Source passage →
“These pages have the same meaning as a painted surface. If there were a hiding place in my pictures, I would slip them into it”, wrote the artist Marc Chagall in My Life.
His pages are full of lead-heavy gloom, pain and despair, and with guilt, shock and horror at the fast-unravelling fabric of Russian history and society. My Life describes the predicament of being a Jew, an artist and a man of solitude in a world of racial conflicts, propaganda and turbulent masses. Yet “in the dark of the night, it seemed to me that there were not only smells, but a whole flock of blessings breaking through the boards, flying into space” – Chagall’s autobiography is also an enchanted, riveting journey from shtetl existence to artistic vision; to the Paris of Nijinsky, Bonnard, Matisse and Apollinaire; to Vitebsk and Moscow; and to life with Bella.
My Life is a harrowing chronicle of the dolor of being Jewish in tsarist Russia, during the pogroms as the Germans advance, and at the time of the dubious, disturbingly precarious concessions to tolerance made by the emerging Bolsheviks. And yet, “I only had to open my window and blue air, love, and flowers entered with her. Dressed all in white or all in black, she has long been flying over my canvasses, guiding my art”.
Bella Chagall, who was Basha, Bashenka or Berta Rosenfeld, was not simply Marc’s muse and companion. She was a writer, the Jewish-Russian soul Chagall would make his own, and paint with intoxicating poetry and piercing undertones of darkness. Burning Lights and First Encounter were written in the Yiddish of her childhood between 1939 and her early death in 1944 – the echo of her remembered language an act of resistance to Nazism. The books were edited and published by their daughter Ida and Marc Chagall as a gesture of long farewell, with Marc himself providing illustrations for Bella’s stories, making these two slim novels into unique statements of beauty, love and immortality.

Stated task a → From the listing below, pull out every line that contains the string "blue", copying each one in full. Treat uppercase and lowercase as different.

Material provided →
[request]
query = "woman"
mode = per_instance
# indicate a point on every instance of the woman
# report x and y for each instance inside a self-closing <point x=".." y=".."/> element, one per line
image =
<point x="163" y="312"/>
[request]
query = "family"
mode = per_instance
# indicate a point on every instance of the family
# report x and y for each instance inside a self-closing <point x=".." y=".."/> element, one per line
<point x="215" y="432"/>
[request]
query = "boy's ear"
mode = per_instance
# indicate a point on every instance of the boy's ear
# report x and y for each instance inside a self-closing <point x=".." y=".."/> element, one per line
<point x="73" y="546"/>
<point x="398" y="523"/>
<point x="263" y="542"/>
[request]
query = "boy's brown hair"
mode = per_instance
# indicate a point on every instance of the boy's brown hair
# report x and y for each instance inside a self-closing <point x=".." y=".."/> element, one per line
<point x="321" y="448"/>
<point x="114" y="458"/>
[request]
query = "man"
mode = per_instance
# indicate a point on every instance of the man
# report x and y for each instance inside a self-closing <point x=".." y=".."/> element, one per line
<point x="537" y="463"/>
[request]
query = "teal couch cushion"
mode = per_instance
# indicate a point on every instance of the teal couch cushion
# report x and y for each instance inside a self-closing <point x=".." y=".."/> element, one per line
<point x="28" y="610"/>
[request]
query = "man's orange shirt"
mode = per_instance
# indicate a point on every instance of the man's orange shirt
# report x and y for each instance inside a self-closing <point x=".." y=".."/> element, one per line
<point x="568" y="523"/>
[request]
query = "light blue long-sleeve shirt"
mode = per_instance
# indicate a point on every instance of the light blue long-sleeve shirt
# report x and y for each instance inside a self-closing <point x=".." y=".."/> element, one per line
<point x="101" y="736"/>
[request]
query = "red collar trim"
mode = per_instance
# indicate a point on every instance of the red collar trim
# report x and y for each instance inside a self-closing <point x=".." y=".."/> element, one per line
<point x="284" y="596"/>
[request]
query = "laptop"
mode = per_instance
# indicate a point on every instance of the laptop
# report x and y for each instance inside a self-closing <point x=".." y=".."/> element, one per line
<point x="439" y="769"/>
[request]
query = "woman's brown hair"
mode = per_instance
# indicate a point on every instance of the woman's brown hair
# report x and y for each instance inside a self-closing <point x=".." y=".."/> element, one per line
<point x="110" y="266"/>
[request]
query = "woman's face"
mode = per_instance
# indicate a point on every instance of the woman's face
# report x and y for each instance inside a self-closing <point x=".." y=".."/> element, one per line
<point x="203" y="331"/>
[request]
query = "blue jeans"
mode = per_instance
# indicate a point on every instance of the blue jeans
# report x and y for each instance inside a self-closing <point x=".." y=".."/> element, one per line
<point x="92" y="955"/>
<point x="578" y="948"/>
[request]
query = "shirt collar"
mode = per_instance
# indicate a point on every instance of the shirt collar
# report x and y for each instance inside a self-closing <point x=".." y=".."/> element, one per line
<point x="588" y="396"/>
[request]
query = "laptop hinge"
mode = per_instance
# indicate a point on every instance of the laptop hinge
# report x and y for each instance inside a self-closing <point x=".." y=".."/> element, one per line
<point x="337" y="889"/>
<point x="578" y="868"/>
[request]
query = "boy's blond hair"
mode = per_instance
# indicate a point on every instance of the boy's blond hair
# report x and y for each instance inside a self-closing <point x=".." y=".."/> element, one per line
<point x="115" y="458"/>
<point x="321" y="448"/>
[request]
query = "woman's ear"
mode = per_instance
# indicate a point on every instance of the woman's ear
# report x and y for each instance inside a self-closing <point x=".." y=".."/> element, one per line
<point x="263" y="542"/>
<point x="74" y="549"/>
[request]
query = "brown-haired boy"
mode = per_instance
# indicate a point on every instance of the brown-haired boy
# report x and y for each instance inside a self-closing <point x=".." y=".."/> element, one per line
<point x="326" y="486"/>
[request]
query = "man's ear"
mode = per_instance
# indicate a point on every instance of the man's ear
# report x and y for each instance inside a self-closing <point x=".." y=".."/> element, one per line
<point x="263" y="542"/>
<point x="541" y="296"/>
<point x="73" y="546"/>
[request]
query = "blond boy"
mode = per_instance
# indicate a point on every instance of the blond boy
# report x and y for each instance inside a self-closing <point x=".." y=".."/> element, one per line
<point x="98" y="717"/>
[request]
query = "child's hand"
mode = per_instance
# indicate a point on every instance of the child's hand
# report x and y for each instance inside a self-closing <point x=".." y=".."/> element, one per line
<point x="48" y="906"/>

Stated task b → Retype the passage on Chagall's My Life and Bella Chagall from start to finish, word for word and with its punctuation unchanged.

Full answer a →
query = "light blue long-sleeve shirt"
# indicate a point on every instance of the light blue long-sleeve shirt
query = "blue jeans"
# indicate a point on every instance of the blue jeans

Full answer b →
“These pages have the same meaning as a painted surface. If there were a hiding place in my pictures, I would slip them into it”, wrote the artist Marc Chagall in My Life.
His pages are full of lead-heavy gloom, pain and despair, and with guilt, shock and horror at the fast-unravelling fabric of Russian history and society. My Life describes the predicament of being a Jew, an artist and a man of solitude in a world of racial conflicts, propaganda and turbulent masses. Yet “in the dark of the night, it seemed to me that there were not only smells, but a whole flock of blessings breaking through the boards, flying into space” – Chagall’s autobiography is also an enchanted, riveting journey from shtetl existence to artistic vision; to the Paris of Nijinsky, Bonnard, Matisse and Apollinaire; to Vitebsk and Moscow; and to life with Bella.
My Life is a harrowing chronicle of the dolor of being Jewish in tsarist Russia, during the pogroms as the Germans advance, and at the time of the dubious, disturbingly precarious concessions to tolerance made by the emerging Bolsheviks. And yet, “I only had to open my window and blue air, love, and flowers entered with her. Dressed all in white or all in black, she has long been flying over my canvasses, guiding my art”.
Bella Chagall, who was Basha, Bashenka or Berta Rosenfeld, was not simply Marc’s muse and companion. She was a writer, the Jewish-Russian soul Chagall would make his own, and paint with intoxicating poetry and piercing undertones of darkness. Burning Lights and First Encounter were written in the Yiddish of her childhood between 1939 and her early death in 1944 – the echo of her remembered language an act of resistance to Nazism. The books were edited and published by their daughter Ida and Marc Chagall as a gesture of long farewell, with Marc himself providing illustrations for Bella’s stories, making these two slim novels into unique statements of beauty, love and immortality.